§ SOURCE TEXT:

============================================================

Expand description
§Simple Statemachine
This crate defines a single macro statemachine!(). As the single argument the macro takes the definition of a
statemachine, described in a simple and easy to ready DSL.
- Simple Examples
- Events With Payload
- Handling Unexpected Events
- Sending Events from Handlers
- Accessing the Handler
- Extended Options
- Interface Reference
§Simple examples
The simplest possible statemachine that can be defined is this:
statemachine!{
Name StatemachineName
InitialState TheOnlyState
TheOnlyState{}
}But, of course, this statemachine doesn’t do anything.
Let’s define a simple traffic light with two states: Walk and DontWalk:
statemachine!{
Name TrafficLightStatemachine
InitialState DontWalk
DontWalk {
TimerFired => Walk
}
Walk {
TimerFired => DontWalk
}
}OK, now we have two states, and anytime a timer fires, the state will switch from DontWalk to Walk and vice
versa. For safety reasons, the traffic light starts in the DontWalk state. Of course, the lights actually have to
be switched for the traffic light to work. We have two possibilities for this simple example: actions or entry
and exit handlers.

============================================================

§ STORED DATA:
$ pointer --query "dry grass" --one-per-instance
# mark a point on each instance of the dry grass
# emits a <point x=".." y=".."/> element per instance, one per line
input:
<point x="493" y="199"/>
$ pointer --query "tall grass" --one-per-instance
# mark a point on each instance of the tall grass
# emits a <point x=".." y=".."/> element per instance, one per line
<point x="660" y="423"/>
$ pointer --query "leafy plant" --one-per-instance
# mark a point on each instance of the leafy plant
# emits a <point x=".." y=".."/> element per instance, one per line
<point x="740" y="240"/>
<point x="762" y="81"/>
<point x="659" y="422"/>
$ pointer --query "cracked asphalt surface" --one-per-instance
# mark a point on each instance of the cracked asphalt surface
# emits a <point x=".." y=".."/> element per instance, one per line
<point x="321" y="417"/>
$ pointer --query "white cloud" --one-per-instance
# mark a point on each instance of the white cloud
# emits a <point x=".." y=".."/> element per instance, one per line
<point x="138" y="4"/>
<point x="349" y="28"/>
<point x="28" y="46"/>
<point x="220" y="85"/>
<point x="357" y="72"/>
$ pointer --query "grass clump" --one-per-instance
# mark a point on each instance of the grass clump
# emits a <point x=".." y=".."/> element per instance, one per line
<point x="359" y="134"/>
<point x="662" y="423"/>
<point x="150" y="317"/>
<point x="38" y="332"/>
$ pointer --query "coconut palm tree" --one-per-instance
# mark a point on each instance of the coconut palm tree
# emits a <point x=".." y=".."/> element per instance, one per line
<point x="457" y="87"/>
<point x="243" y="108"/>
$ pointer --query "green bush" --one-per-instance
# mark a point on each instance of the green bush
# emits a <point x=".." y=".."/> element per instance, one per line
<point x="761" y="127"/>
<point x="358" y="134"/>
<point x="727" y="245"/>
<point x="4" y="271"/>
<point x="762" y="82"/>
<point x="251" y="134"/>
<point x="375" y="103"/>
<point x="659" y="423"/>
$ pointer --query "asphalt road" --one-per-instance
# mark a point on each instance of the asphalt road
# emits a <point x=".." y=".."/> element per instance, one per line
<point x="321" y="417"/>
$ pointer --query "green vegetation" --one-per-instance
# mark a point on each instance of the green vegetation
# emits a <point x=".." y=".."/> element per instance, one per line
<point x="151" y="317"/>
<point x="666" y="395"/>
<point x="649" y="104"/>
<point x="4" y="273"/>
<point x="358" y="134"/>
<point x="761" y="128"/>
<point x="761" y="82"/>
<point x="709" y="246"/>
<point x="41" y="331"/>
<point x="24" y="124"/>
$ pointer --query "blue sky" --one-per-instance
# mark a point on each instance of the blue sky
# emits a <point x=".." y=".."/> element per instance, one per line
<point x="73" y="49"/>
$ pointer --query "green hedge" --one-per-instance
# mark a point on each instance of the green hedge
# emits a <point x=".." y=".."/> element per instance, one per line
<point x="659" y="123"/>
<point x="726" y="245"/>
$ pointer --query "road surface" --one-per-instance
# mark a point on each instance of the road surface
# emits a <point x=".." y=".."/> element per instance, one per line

============================================================

§ SET EXERCISE 1: Retype the passage of the Simple Statemachine page starting at "Expand description" and ending at "to ready DSL.".
§ SET EXERCISE 2:
Answer these questions from the Simple Statemachine page:
(a) What macro does the crate define?
(b) In which state does the traffic light start?
(c) What two possibilities are named for switching the lights in the simple example?
The listing comes from a separate source.

§ CORRECT OUTPUT 1:
Expand description
§Simple Statemachine
This crate defines a single macro statemachine!(). As the single argument the macro takes the definition of a
statemachine, described in a simple and easy to ready DSL.

§ CORRECT OUTPUT 2:
(a) statemachine!()
(b) DontWalk
(c) Actions, or entry and exit handlers